=== Your objective ===
Show every line in the items below that contains the word "denim", matching case exactly.

Shape boundary entries
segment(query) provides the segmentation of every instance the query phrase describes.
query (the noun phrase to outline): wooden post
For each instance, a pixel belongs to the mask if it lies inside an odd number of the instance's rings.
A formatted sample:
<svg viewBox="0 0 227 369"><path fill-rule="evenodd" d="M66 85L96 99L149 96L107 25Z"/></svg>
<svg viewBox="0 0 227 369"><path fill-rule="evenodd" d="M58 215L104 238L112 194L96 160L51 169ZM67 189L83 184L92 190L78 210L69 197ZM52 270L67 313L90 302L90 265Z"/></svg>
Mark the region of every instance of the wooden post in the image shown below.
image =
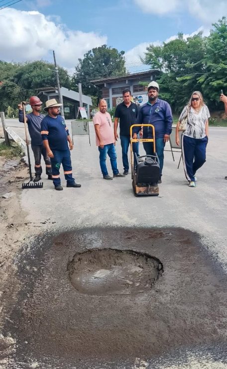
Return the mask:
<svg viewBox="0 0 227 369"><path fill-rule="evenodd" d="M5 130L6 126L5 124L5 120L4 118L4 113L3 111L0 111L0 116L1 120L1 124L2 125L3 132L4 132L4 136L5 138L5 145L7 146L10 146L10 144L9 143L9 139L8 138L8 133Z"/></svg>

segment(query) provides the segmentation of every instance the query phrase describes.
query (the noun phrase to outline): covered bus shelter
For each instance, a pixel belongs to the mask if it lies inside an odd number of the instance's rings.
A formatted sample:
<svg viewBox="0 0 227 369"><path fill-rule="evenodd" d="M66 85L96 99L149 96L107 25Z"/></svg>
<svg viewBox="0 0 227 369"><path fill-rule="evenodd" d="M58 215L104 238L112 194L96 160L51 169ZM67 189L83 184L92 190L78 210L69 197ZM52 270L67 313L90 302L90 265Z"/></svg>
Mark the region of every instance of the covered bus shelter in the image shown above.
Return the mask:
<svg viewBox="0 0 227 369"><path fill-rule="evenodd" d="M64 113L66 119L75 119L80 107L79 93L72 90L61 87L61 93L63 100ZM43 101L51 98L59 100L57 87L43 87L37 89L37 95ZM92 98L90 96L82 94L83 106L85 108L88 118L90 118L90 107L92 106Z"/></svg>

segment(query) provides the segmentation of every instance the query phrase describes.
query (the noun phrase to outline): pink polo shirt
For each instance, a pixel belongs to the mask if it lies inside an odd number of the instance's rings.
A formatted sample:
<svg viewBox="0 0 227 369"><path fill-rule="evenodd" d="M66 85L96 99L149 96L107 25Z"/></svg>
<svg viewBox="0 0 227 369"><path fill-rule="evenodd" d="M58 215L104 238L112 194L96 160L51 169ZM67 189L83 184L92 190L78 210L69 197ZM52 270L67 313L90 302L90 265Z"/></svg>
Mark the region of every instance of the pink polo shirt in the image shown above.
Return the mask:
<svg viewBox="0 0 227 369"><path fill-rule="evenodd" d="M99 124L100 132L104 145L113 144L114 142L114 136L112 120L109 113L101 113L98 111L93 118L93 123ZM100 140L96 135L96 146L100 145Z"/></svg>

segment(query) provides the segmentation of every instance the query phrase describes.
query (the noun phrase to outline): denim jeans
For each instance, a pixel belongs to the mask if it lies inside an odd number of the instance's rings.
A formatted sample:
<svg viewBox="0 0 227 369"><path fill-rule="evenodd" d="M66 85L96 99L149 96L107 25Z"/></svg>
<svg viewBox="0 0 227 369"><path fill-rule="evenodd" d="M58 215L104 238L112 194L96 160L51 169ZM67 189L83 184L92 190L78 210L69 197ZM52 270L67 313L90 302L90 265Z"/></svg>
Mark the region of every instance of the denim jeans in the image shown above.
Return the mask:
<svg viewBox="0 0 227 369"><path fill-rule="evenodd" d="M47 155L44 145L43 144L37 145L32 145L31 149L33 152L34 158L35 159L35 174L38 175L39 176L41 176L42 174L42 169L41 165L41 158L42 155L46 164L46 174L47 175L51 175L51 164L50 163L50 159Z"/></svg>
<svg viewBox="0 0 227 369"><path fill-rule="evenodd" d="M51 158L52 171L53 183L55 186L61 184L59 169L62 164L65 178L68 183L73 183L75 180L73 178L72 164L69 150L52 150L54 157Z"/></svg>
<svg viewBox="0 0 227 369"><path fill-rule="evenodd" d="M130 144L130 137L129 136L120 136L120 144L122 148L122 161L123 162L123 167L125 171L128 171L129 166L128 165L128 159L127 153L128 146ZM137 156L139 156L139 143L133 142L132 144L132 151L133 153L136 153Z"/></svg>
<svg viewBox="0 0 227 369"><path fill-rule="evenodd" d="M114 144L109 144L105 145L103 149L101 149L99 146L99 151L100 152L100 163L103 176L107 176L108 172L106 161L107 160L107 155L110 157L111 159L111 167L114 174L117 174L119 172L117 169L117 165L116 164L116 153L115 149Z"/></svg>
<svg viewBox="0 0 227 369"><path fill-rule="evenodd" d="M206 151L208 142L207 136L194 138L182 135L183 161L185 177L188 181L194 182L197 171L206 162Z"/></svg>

=== Worked answer ===
query (the noun phrase to outline): denim jeans
Mark the region of every instance of the denim jeans in the image shown above.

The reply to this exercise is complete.